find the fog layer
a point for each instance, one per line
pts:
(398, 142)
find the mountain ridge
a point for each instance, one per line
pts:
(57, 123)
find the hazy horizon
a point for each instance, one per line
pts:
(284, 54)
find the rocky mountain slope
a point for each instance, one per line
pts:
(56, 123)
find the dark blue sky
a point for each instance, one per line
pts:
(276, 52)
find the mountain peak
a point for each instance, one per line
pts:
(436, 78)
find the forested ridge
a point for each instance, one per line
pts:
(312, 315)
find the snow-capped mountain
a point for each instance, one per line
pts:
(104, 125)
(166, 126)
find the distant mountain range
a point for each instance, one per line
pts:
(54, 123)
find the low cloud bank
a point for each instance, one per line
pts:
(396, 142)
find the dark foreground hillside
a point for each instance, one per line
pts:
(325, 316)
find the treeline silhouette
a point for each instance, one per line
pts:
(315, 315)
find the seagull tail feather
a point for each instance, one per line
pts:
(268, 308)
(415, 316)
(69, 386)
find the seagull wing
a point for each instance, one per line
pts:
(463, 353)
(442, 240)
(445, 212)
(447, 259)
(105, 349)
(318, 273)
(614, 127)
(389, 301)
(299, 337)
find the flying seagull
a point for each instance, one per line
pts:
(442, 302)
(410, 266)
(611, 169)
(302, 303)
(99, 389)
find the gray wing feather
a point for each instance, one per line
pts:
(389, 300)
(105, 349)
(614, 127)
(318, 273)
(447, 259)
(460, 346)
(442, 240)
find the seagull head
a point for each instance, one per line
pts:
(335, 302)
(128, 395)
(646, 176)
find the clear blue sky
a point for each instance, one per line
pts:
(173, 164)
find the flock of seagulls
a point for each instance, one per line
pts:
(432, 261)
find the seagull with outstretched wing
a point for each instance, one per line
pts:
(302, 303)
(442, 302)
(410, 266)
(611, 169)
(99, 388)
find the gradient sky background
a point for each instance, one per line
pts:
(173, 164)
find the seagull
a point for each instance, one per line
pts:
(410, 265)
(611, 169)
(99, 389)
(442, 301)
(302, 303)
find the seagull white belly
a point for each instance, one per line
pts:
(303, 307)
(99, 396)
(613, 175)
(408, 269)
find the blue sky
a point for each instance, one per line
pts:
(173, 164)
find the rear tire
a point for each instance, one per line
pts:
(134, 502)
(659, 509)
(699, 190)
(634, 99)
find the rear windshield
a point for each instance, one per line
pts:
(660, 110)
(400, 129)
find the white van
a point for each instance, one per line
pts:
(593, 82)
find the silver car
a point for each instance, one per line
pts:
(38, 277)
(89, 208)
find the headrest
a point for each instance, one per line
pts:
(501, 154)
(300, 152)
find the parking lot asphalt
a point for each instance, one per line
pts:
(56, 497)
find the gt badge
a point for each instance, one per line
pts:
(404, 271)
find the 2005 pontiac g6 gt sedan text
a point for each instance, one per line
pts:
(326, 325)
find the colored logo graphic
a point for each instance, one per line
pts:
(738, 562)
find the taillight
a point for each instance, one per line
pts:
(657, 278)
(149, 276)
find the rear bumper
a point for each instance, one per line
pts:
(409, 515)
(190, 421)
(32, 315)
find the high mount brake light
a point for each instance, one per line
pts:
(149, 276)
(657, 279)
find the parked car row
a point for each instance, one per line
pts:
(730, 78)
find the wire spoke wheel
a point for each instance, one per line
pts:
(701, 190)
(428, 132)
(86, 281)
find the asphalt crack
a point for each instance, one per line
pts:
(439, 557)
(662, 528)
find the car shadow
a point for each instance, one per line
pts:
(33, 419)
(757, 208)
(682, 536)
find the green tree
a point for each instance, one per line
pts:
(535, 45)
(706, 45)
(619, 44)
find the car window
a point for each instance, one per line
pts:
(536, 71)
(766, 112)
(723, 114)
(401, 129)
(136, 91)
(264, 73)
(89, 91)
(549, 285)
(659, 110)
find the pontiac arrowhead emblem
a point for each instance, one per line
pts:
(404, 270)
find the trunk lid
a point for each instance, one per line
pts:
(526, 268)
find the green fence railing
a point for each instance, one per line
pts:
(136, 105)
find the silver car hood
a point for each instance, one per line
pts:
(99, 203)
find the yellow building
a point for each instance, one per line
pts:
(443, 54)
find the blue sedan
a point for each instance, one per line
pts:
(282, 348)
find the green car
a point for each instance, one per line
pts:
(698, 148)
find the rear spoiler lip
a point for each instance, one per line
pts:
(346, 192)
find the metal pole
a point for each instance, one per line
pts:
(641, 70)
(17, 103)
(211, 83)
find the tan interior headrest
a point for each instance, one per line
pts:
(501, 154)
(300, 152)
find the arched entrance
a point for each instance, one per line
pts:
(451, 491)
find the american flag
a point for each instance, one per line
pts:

▶ Exercise prompt: Locate and copy each line in the data above that includes the word "mountain".

▶ Problem solution:
find the mountain ridge
find the rocky mountain slope
find the mountain peak
find the snow-capped mountain
find the distant mountain range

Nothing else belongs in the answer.